Input data section start
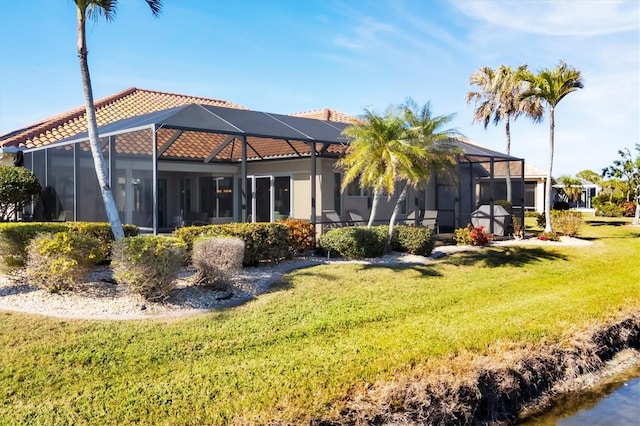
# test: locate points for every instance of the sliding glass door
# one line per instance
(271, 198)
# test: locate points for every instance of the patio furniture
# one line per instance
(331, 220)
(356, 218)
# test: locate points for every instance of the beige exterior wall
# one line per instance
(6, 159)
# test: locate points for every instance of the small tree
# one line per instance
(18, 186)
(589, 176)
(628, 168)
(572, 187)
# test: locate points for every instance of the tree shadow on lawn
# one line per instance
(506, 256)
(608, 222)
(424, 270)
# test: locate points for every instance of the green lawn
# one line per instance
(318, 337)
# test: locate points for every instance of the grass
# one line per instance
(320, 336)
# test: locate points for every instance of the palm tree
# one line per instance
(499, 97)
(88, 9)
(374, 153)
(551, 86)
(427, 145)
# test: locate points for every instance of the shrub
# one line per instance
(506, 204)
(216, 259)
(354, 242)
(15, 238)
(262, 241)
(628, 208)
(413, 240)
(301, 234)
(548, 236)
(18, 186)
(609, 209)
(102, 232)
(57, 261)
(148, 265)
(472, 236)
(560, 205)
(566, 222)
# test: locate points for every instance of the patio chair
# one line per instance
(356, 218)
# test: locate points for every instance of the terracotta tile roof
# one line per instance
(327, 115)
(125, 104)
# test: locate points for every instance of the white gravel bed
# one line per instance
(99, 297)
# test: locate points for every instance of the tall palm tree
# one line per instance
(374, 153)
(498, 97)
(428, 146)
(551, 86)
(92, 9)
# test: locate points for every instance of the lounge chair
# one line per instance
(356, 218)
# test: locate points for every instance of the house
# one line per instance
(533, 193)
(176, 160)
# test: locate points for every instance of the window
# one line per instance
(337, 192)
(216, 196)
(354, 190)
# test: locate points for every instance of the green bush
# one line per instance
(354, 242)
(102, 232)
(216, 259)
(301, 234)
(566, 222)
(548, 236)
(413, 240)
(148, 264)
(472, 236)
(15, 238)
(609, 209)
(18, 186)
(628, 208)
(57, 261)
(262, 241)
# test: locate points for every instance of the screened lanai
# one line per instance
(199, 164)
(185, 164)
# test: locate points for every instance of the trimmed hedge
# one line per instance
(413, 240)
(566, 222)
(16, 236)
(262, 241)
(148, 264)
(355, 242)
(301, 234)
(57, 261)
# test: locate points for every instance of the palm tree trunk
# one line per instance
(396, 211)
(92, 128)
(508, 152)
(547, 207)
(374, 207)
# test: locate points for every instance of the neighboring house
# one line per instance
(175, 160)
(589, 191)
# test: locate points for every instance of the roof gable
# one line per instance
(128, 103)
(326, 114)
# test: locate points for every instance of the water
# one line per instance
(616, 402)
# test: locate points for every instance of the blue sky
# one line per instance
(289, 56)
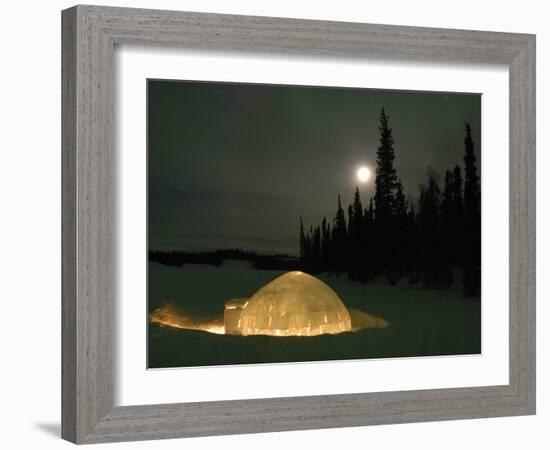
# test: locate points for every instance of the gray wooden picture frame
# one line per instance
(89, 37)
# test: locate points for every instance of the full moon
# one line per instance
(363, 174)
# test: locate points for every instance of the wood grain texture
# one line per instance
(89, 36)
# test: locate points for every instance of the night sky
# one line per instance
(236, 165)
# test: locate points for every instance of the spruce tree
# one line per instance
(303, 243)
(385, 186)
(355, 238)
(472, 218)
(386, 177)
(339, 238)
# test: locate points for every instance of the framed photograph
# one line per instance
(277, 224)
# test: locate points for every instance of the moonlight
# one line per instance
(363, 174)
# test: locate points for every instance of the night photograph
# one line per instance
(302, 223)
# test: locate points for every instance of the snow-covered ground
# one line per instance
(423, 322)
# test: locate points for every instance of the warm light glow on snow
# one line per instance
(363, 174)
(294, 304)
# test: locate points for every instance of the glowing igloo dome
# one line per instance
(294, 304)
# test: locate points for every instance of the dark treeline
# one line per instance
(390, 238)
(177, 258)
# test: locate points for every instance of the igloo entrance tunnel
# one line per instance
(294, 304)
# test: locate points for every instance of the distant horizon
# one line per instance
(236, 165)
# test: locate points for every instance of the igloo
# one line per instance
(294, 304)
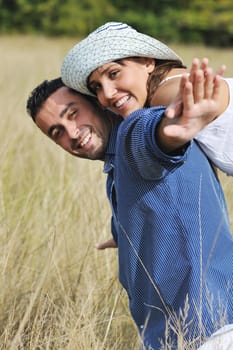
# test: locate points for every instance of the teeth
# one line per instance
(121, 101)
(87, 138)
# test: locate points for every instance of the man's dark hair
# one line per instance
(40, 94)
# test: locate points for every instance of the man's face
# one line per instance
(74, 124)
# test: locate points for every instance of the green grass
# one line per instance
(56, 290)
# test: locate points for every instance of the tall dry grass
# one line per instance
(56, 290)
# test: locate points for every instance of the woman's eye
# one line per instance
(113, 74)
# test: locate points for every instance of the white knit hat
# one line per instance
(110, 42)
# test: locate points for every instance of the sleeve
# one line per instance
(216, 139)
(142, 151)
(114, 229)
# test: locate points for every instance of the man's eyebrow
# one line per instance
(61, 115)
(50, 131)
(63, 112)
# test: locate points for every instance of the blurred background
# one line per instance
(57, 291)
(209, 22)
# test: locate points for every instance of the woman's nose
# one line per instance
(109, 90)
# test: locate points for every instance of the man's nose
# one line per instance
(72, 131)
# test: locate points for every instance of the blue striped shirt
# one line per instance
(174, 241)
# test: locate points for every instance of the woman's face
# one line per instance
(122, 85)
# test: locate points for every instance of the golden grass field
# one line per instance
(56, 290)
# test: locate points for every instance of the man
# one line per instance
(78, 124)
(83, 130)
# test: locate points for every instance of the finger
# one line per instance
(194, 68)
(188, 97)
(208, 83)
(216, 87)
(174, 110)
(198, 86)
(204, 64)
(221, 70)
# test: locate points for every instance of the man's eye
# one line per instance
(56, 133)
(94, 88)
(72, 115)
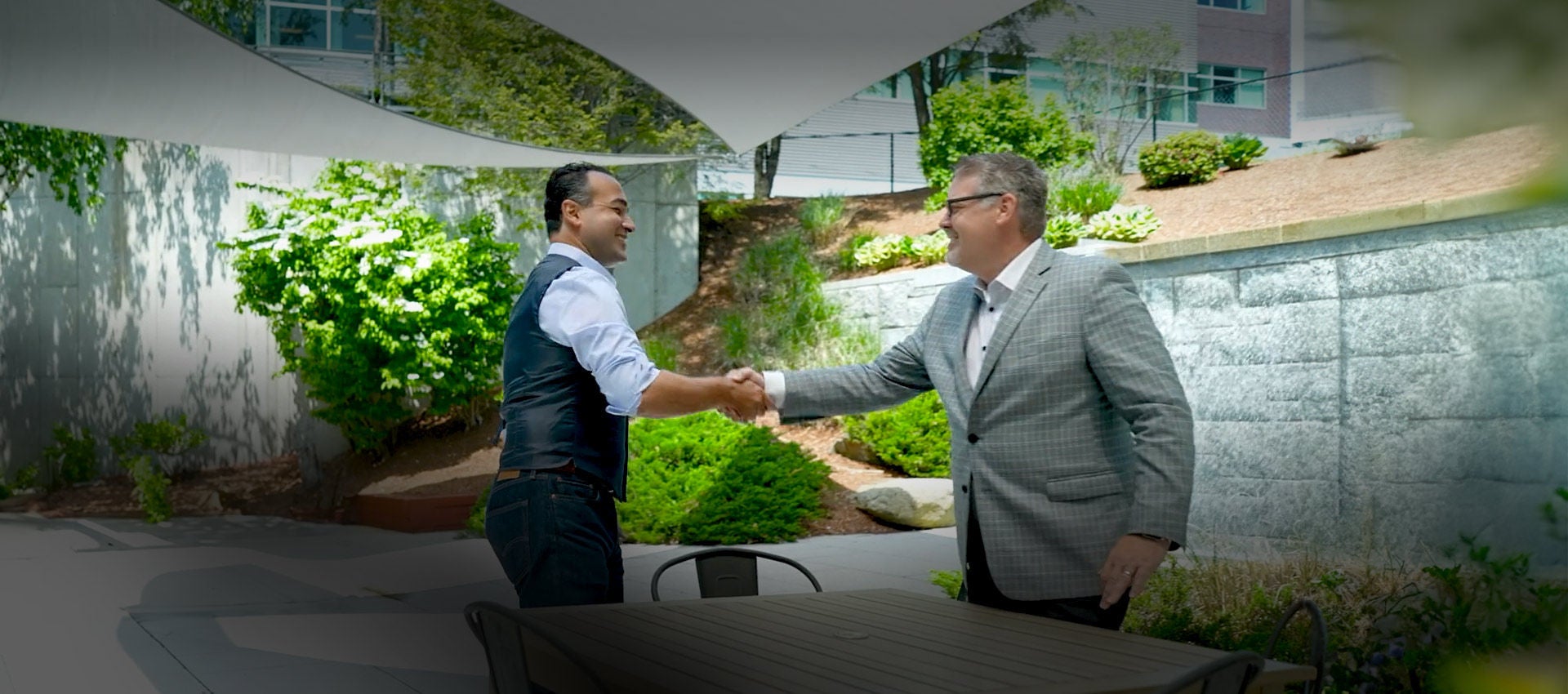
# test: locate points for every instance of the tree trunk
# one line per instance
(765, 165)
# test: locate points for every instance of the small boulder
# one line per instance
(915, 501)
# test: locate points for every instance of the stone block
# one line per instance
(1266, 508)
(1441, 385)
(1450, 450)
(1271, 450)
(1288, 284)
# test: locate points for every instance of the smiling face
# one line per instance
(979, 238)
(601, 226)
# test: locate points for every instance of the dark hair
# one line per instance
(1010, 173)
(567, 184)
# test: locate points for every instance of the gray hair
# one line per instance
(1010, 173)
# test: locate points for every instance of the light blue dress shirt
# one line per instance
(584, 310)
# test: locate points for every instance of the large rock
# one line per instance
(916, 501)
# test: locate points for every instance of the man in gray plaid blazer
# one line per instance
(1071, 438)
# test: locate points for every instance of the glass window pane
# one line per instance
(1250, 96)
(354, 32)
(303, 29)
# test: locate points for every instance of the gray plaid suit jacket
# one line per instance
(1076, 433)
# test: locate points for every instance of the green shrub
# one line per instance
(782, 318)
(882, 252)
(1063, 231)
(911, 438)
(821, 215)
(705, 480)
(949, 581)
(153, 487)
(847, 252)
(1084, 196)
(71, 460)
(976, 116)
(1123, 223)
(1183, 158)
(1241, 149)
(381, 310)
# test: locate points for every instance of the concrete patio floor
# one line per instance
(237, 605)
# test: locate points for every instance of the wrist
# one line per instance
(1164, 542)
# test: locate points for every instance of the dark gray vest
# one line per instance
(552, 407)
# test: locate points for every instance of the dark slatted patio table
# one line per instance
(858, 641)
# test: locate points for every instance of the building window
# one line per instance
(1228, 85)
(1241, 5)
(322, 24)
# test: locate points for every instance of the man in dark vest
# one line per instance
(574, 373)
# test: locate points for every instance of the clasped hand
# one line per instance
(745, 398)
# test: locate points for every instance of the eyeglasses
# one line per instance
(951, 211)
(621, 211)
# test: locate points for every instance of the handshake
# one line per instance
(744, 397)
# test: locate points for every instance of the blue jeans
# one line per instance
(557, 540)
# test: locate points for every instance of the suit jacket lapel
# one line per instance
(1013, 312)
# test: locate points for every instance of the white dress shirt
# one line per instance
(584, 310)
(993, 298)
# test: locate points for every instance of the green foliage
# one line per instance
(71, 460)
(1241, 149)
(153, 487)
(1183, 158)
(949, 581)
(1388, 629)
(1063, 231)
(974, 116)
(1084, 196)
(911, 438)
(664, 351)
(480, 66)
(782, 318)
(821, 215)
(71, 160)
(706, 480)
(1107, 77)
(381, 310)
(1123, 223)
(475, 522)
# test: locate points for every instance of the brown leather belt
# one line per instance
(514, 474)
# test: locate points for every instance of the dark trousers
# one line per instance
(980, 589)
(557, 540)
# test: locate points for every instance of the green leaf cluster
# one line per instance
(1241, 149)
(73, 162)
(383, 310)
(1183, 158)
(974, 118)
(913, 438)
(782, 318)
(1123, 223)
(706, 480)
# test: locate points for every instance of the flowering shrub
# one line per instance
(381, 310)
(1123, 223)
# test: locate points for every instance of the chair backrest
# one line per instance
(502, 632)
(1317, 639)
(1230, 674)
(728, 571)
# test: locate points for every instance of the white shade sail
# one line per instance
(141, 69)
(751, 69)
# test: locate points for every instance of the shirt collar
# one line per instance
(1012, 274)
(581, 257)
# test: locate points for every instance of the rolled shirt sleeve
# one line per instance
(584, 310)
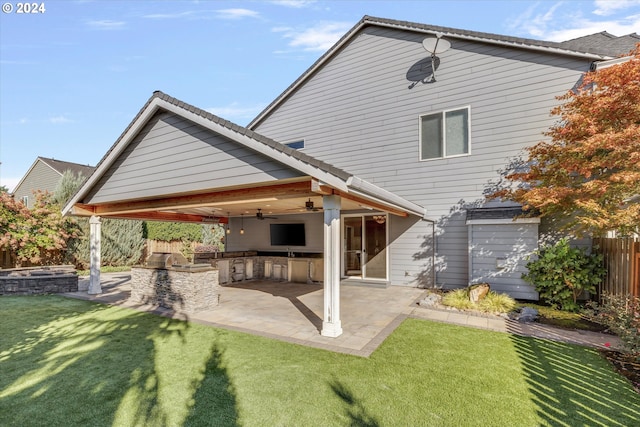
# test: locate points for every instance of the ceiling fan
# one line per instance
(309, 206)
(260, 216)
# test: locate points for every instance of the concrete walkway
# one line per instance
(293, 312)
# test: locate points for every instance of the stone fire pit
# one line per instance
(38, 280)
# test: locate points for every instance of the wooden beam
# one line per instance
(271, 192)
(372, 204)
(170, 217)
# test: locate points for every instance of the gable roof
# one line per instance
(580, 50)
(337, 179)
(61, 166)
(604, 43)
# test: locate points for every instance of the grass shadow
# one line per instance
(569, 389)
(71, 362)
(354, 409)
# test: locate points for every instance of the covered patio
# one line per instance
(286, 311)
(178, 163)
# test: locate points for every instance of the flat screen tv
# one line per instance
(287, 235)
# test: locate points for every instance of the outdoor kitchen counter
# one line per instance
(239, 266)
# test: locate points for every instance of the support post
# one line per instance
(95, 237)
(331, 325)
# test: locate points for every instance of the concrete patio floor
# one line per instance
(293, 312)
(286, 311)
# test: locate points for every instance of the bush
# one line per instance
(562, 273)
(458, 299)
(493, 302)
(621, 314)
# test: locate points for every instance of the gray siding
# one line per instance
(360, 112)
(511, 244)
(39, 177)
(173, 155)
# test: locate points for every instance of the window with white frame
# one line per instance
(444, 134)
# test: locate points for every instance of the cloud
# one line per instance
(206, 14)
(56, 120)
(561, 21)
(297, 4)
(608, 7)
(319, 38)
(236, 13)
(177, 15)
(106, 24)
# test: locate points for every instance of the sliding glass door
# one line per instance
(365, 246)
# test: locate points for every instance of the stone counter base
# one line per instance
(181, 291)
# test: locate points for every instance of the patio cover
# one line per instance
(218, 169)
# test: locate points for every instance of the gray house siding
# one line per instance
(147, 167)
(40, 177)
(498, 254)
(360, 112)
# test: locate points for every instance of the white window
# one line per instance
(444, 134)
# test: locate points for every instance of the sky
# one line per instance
Input data section end
What the task requires: Your answer should be one number: how many lines of the material include the word "patio".

Response to the task: 7